> HOW TO COMPLETE THIS TASK: The expected output is the data below, character for character, without its pictures.

(Dataset records)
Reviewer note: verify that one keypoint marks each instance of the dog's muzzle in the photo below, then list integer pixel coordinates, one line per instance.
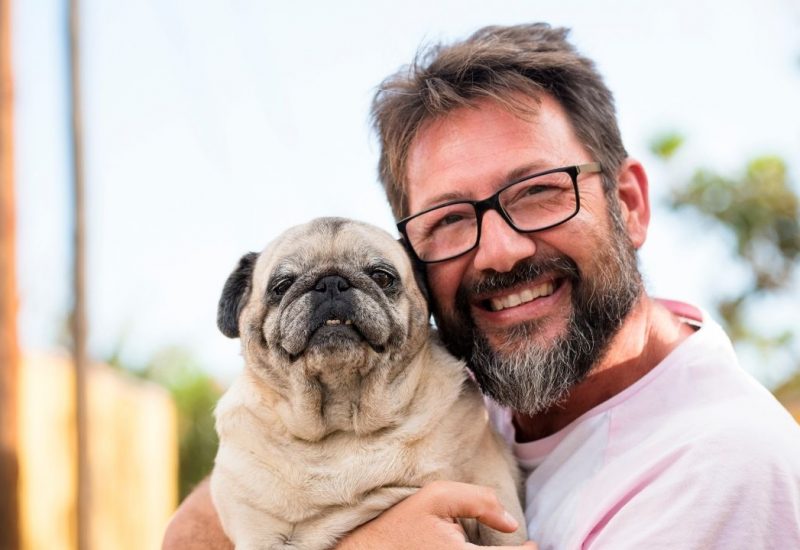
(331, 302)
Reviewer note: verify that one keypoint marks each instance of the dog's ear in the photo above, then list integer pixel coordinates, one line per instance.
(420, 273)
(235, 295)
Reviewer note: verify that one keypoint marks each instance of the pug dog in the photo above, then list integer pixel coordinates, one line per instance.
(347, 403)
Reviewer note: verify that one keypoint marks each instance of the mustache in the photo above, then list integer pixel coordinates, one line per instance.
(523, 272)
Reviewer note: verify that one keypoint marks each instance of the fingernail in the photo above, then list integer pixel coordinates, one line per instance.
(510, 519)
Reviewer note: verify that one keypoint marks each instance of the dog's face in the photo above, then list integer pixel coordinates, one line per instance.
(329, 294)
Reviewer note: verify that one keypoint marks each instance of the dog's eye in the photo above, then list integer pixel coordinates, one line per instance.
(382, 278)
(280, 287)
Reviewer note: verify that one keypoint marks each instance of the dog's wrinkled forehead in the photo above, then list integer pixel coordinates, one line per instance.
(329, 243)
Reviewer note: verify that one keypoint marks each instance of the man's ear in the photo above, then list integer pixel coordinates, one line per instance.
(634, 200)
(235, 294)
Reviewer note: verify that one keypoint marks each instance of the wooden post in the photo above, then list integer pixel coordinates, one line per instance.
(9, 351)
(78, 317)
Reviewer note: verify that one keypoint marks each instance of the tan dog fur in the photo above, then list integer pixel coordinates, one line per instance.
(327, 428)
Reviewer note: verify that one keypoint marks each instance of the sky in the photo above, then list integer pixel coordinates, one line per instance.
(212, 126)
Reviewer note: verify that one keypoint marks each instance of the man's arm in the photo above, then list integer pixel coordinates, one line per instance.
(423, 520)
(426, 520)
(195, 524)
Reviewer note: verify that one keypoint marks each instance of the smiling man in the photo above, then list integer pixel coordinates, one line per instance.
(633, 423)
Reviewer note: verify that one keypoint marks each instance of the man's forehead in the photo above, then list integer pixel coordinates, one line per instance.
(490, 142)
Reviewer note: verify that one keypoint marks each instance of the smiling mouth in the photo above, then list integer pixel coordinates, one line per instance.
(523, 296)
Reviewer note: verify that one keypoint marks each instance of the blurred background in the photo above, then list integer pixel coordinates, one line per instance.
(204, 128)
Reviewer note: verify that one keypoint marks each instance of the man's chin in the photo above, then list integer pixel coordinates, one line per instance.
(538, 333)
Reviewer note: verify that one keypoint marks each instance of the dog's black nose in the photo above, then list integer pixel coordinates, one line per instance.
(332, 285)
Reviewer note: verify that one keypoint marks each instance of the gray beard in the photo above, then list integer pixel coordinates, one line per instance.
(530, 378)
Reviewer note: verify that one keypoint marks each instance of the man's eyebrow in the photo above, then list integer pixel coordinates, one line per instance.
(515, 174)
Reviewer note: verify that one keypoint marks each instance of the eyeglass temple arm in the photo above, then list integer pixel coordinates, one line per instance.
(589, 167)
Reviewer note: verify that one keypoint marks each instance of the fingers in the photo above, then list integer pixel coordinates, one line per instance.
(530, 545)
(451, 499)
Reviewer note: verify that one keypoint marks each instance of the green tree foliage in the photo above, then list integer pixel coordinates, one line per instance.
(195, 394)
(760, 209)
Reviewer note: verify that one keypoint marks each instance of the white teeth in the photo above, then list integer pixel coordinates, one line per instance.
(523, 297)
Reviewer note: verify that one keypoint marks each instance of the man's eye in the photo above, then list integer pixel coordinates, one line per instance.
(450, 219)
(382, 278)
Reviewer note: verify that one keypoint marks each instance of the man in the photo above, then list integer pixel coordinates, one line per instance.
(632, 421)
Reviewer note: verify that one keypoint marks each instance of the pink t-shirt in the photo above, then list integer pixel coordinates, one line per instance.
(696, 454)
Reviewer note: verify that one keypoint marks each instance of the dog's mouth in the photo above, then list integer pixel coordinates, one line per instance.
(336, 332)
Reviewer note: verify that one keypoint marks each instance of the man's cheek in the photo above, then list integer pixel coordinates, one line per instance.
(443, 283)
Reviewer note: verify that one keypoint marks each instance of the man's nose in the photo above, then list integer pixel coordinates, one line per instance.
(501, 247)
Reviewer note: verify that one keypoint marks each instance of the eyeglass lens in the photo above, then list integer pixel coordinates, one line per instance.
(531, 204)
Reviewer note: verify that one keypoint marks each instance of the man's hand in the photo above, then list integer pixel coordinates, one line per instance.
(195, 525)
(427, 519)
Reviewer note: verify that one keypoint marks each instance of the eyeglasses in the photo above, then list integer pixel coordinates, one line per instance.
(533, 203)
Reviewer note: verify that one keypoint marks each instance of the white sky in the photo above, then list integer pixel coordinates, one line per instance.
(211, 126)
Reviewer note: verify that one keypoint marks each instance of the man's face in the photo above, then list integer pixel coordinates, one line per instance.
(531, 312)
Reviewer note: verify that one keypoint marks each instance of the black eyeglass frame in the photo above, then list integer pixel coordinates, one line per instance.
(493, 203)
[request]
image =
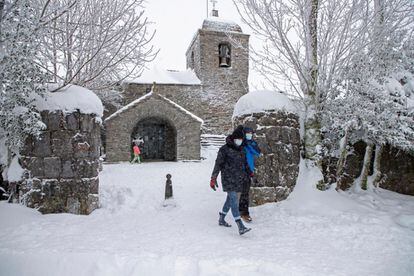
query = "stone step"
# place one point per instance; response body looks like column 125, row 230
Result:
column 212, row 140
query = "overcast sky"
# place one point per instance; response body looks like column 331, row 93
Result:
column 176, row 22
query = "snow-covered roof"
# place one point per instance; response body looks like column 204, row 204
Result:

> THE ANSWER:
Reviewer note: verify that one keypoint marks each instance of the dog's muzzle in the photo below, then list integer pixel coordinates, one line per instance.
(331, 302)
Reviewer note: verify that one keypoint marks each instance of the dog's ear in the photo above, then list integer pixel coordinates, one line per instance.
(420, 273)
(235, 295)
Reviewer note: verify that one keypoint marks each instance of the pug dog in the photo above, then list integer pixel coordinates, one line per instance.
(347, 403)
Reviewer note: verify that one keypoint marks each instance of the mustache in the photo above, then list integer pixel coordinates, one line per instance.
(523, 272)
Reviewer note: verify that one keypoint marks each instance of the fingernail in the photo above, then list integer pixel coordinates, one line per instance.
(510, 519)
Reviewer note: verify that one keypoint marks each instance of the dog's face in the photo above, then list integer pixel coordinates, one line per instance.
(329, 294)
Reviewer note: verify that one keypoint marks each instance of the dog's eye in the photo above, then list integer pixel coordinates, one line per instance.
(382, 278)
(280, 287)
Reviewer note: verify that one keypoint marks each instance of the dog's wrinkled forehead in the photo above, then list integer pixel coordinates, one line per instance.
(329, 243)
Reviewer note: verify that one keypoint marks each instance of the man's ear in the photo above, then list integer pixel coordinates, one line per instance.
(634, 200)
(235, 294)
Reviewer note: verify that one keypoint marks each instance of the wooden post in the photo above, then list integer pixel coordinates, one line per instance.
(9, 351)
(78, 317)
Reviewer note: verify that one keypoint marks each instance of the tan dog fur in the photo above, then list integer pixel coordinates, one line per instance.
(327, 428)
Reviewer note: verify that one keypoint marks each instance of the sky in the photo above, then list integer pixel coordinates, one line per instance.
(212, 126)
Reviewer note: verify that one keypoint marks each instance of the man's arm in the photo above, then list integer pixel coordinates, one line per instance.
(423, 520)
(426, 520)
(195, 524)
Reviewer note: verify that one keypoint marks each instance of the smiling man in the photo above, then list integer pixel coordinates, one line per instance.
(633, 423)
Reviewer note: verify that one keypoint marks each instance of the man's forehead in the photo above, then list integer pixel coordinates, one line per instance.
(490, 142)
Reviewer note: verify that one keypoint marks each instance of the smiling mouth in the photo above, then list integer pixel coordinates, one line per instance.
(523, 296)
Reviewer note: verify that one keypoint marks each instance of the blurred background in the photo above, then list integer pixel coordinates, one line per instance.
(204, 128)
Reviewer note: verify that one keypoint marks each instance of the man's chin in the photo above, then list integer pixel coordinates, one line per instance.
(538, 333)
Reviewer note: verify that one keypoint marks each instance of the dog's black nose in the photo above, then list integer pixel coordinates, one line per instance.
(332, 285)
Reviewer note: verify that one keypoint marks each instance of the gray beard in the photo above, then list integer pixel coordinates, one line per instance.
(530, 378)
Reviewer note: verify that one keypoint marks each instance of the man's eyebrow in the photo above, then list integer pixel coordinates, one line per instance.
(515, 174)
Reviewer note: verify that one keypoint marks each instance of the eyeglass temple arm in the photo above, then list integer pixel coordinates, one line per instance.
(589, 167)
Reviewer note: verify that one keypoint marks each instance of the fingers in the photo above, then list integer pixel coordinates, one line per instance.
(530, 545)
(451, 499)
Reviewer note: verify that one keypoint marks each instance of the green tree foliage in the photo above, then list integer pixel coordinates, one line per instance.
(195, 394)
(760, 209)
Reviewer note: verify that one keypoint marks each instance of the white teeth in the photo above, then list integer pixel coordinates, one line per instance.
(523, 297)
Reviewer note: verify that one keypoint marks each instance of the man's eye in the photo above, then list integer pixel coordinates, one line per instance.
(450, 219)
(382, 278)
Reviewer note: verify that one keypoint marks each instance of the man in the photo above, then list integer pixel coordinates, one line per instance.
(632, 421)
Reviewer note: verify that one keypoint marks each instance of the pink t-shirt in the photo above, then list integer pixel coordinates, one line per instance.
(696, 454)
Reviewer note: verify that one keypoint marks each instance of the dog's mouth in the photo above, then list integer pixel coordinates, one line per instance.
(336, 332)
Reviewer note: verify that one keypoint marks each instance of the man's cheek in the photo above, then list integer pixel coordinates, one line per instance.
(443, 283)
Reviewer note: verify that one keypoint marks each instance of the man's nose in the photo above, then list integer pixel coordinates, one line per instance.
(501, 247)
Reviewer note: verify that one keypoint marks each instance of the eyeglass lens in the photo above, then list integer pixel coordinates, one line per instance.
(531, 204)
Reviewer note: verify that one keypoint marks each instance of the man's hand in the photo above, then list integer pixel coordinates, one line per instance.
(195, 525)
(427, 519)
Reviewer note: verify that one keypoint marks each instance of the eyeglasses in the photo above, then list integer pixel coordinates, one line per instance.
(533, 203)
Reviewer note: verify that one keypoint marks each instance of the white sky in the photo above, then list integer pixel coordinates, one line per instance.
(211, 126)
Reviewer note: verify that one keypoint marks each instance of the man's face in the photo above, then list integer pixel coordinates, one line per instance.
(531, 312)
Reviewer note: verify that one keypoint marks each instance of the black eyeglass frame in the photo above, then list integer pixel coordinates, one line per instance.
(493, 203)
[request]
image =
query = "stone step"
# place one point per instance; response body looks like column 125, row 230
Result:
column 212, row 140
query = "overcast sky"
# place one point per instance; response body looks like column 331, row 93
Result:
column 176, row 22
query = "snow-covered roof"
# place one point per instance; response body looks like column 204, row 204
Result:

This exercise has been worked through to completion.